Start Data entries
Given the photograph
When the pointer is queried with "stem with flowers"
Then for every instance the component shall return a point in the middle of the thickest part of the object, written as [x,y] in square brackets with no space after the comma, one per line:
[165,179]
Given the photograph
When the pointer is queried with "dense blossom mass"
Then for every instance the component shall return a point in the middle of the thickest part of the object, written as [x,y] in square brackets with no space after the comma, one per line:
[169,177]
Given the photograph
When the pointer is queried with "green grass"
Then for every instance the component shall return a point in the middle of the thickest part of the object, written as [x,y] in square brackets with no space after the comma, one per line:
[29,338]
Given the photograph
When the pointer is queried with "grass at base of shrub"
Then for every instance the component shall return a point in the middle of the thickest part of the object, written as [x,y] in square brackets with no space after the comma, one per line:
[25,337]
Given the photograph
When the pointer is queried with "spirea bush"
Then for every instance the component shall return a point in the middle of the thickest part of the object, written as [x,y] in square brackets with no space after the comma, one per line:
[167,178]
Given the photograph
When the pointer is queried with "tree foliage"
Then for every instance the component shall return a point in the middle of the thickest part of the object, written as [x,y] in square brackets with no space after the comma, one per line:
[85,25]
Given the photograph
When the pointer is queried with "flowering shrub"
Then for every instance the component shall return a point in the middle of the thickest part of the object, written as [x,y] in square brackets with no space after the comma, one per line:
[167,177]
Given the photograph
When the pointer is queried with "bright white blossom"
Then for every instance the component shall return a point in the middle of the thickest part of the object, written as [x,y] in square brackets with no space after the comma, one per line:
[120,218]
End Data entries
#### Task description
Show each line of the entries above that contains the word "pointer", copying every such line in full.

#### Reply to the exercise
When the pointer is queried with "stem with flowers"
When the pointer is queried with "dense blossom mass"
When the pointer is queried with "green grass"
When the pointer is queried with "grass at base of shrub"
When the pointer is queried with "spirea bush"
When the pointer is queried with "tree foliage"
When the pointer is queried with "flowering shrub"
When the pointer is queried with "bright white blossom"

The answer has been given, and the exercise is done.